> Box-labeled dataset extracts:
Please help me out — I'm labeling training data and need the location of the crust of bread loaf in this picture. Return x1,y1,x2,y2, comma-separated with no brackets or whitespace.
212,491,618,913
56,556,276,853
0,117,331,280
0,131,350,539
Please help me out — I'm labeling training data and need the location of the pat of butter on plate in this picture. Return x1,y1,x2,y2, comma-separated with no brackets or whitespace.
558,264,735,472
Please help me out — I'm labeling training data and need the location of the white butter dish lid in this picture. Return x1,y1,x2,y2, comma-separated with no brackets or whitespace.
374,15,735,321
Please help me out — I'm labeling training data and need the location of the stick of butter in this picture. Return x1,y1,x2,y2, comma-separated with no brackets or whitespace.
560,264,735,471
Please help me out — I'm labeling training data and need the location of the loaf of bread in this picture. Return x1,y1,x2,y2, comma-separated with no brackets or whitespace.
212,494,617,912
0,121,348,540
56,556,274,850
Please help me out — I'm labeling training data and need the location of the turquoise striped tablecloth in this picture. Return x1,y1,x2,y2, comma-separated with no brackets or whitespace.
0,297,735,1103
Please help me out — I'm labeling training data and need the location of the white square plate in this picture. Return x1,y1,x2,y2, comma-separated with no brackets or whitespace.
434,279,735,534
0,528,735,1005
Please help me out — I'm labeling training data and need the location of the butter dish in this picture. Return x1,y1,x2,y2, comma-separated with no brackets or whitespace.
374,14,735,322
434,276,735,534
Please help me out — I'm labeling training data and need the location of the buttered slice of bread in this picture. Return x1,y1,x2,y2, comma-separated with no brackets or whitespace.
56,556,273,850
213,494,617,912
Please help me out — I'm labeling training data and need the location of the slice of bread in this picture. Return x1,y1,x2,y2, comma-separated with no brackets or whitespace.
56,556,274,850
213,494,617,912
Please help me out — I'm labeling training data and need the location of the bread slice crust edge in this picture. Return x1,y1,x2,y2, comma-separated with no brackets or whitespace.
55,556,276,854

> Direction:
Copy the listing from its first line through the line containing "434,276,735,534", renaming "tablecloth" to "table cover" and leaving everything else unchanged. Return only those lines.

> The output:
Please help me out — I'm labeling training data and need the location of the crust of bread loaf in this picture. Return x1,y1,x2,y2, comma-separated with no brackets or whitespace.
212,491,618,913
56,556,276,853
0,117,331,280
0,131,350,539
Please help me out — I'm labeling training data and need the location of the pat of butter on plate in this picture. Return x1,y1,x2,y2, comma-separated with no brackets or whitespace.
558,264,735,472
Please help me out — I'm labeling training data and need the location of the white butter dish lid in this picture. Return x1,y1,x2,y2, comma-separated with no brackets or whitespace.
374,15,735,321
Please help me out — I'm labeling training data and need the location of the stick of butter in this picture. Return x1,y1,x2,y2, comma-separated with no brackets or whitespace.
560,264,735,471
Please help me out — I'm labeling training data and need the location of the loaf of bread in this picture. Return x1,y1,x2,y2, comma-separated with no brackets or whitespace.
212,494,617,912
0,121,348,540
56,556,274,850
Please help me out — I'm labeling training data and need the location of the turquoise striped table cover in this picture. Return x1,y1,x2,y2, comma-separated with no brackets or whitespace.
0,297,735,1103
Please help me out — I'm labeling training data and need the location of the white square plate in this picture. Return x1,y1,x2,y2, comma-separated with no brackets or whitespace.
434,279,735,534
0,528,735,1005
Please help me out — I'm labeling training data and need the location of the butter dish in this picture. Return x1,y1,x2,y2, comma-separated with no brackets or whitespace.
374,14,735,322
434,276,735,534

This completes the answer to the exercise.